## THE EXERCISE
Return every line of the material below verbatim, keeping each character, space, and line break as it stands.

## INPUT RECORDS
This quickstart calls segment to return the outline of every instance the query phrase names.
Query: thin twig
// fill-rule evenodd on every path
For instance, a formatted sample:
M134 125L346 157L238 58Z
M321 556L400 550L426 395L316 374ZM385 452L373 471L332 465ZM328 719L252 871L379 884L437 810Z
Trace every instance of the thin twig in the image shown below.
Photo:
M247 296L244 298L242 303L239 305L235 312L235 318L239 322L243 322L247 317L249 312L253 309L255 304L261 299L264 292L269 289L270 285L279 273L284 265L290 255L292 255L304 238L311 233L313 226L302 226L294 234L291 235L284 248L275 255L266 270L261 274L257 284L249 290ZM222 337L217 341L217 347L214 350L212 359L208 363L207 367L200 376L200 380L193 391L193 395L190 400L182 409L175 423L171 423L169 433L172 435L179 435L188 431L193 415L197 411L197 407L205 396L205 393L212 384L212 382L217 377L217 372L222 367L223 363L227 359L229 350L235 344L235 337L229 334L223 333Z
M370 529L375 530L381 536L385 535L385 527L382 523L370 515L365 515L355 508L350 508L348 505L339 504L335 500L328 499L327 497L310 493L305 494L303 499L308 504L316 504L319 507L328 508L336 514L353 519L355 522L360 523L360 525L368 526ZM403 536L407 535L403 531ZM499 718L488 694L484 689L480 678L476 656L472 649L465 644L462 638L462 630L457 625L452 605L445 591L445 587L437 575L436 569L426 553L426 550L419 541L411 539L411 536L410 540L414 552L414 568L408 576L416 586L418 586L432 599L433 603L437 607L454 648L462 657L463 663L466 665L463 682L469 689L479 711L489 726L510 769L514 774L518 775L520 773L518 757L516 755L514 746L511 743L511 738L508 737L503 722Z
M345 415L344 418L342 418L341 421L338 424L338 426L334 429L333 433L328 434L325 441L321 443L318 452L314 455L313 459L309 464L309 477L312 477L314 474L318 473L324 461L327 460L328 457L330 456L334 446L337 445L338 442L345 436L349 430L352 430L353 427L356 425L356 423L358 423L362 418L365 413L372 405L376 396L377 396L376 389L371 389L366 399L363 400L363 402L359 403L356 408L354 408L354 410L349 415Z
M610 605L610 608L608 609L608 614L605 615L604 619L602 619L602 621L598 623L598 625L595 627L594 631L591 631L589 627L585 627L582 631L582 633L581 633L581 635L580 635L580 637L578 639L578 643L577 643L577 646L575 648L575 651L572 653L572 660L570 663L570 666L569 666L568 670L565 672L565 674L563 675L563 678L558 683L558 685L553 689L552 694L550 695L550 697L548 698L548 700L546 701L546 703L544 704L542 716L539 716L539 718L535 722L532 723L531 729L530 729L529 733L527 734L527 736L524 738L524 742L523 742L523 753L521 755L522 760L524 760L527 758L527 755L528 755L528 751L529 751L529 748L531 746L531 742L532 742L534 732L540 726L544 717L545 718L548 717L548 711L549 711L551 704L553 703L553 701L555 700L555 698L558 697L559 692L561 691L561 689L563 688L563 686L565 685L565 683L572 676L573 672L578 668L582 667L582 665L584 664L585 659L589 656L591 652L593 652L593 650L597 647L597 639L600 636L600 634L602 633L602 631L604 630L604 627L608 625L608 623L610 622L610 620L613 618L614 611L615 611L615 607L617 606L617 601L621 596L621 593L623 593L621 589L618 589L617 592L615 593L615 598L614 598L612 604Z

## SOLUTION FOR THIS PROBLEM
This quickstart calls segment to return the outline of every instance the query phrase names.
Query: thin twig
// fill-rule evenodd on every path
For instance, a formatted sample:
M134 125L346 157L238 58Z
M321 556L400 550L426 395L316 374ZM385 452L373 471L332 465ZM328 719L252 871L379 884L437 810Z
Trace every instance of the thin twig in the image shown below.
Photo:
M247 296L244 298L242 303L239 305L235 312L235 318L239 322L243 322L247 317L249 312L253 309L255 304L261 299L264 292L269 289L270 285L279 273L284 265L290 255L292 255L304 238L311 233L313 226L302 226L294 234L291 235L284 248L275 255L266 270L261 274L257 284L249 290ZM222 337L217 341L217 347L214 350L212 359L208 363L207 367L200 376L200 380L193 391L193 395L190 400L182 409L175 423L171 423L169 433L172 435L179 435L188 431L193 415L197 411L197 407L205 396L205 393L212 384L212 382L217 377L217 372L222 367L223 363L227 359L229 350L235 344L235 337L229 334L223 333Z
M370 529L375 530L381 536L385 535L385 527L382 523L370 515L365 515L355 508L350 508L348 505L339 504L335 500L328 499L327 497L310 493L305 494L303 499L308 504L316 504L319 507L328 508L336 514L353 519L355 522L360 523L360 525L368 526ZM403 536L407 535L403 531ZM499 718L488 694L484 689L480 678L476 656L472 649L465 644L462 638L462 630L457 625L452 605L445 591L445 587L437 575L436 569L426 553L426 550L419 541L411 539L411 536L410 540L414 552L414 568L408 576L416 586L418 586L432 599L433 603L437 607L454 648L462 657L463 663L466 665L463 682L469 689L479 711L489 726L510 769L514 774L518 775L520 773L518 757L516 755L514 746L511 743L511 738L508 737L503 722Z
M345 415L344 418L342 418L341 421L338 424L338 426L334 429L333 433L328 434L325 441L321 443L318 452L314 455L313 459L309 464L309 477L312 477L314 474L318 473L324 461L327 460L328 457L330 456L334 446L337 445L338 442L345 436L349 430L352 430L353 427L356 425L356 423L358 423L362 418L365 413L372 405L376 396L377 396L376 389L371 389L366 399L363 400L363 402L359 403L356 408L354 408L354 410L349 415Z
M610 605L610 608L608 609L608 614L605 615L604 619L602 619L602 621L598 623L598 625L595 627L594 631L591 631L589 627L585 627L582 631L582 633L581 633L581 635L580 635L580 637L578 639L578 643L577 643L577 646L575 648L575 651L572 653L572 660L570 663L570 666L569 666L568 670L565 672L565 674L563 675L563 678L558 683L558 685L553 689L552 694L550 695L550 697L548 698L548 700L546 701L546 703L544 704L542 716L539 716L539 718L535 722L532 723L531 729L530 729L529 733L527 734L527 736L524 738L524 742L523 742L523 753L521 755L522 760L524 760L527 758L527 755L528 755L528 751L529 751L529 748L531 746L531 742L532 742L534 732L540 726L544 717L545 718L548 717L548 711L549 711L551 704L553 703L553 701L555 700L555 698L558 697L559 692L561 691L561 689L563 688L563 686L565 685L565 683L572 676L573 672L578 668L582 667L582 665L584 664L585 659L589 656L591 652L593 652L593 650L597 647L597 639L600 636L600 634L602 633L602 631L604 630L604 627L608 625L608 623L610 622L610 620L613 618L614 611L615 611L615 607L617 606L617 601L621 596L621 593L623 593L621 589L618 589L617 592L615 593L615 598L614 598L612 604Z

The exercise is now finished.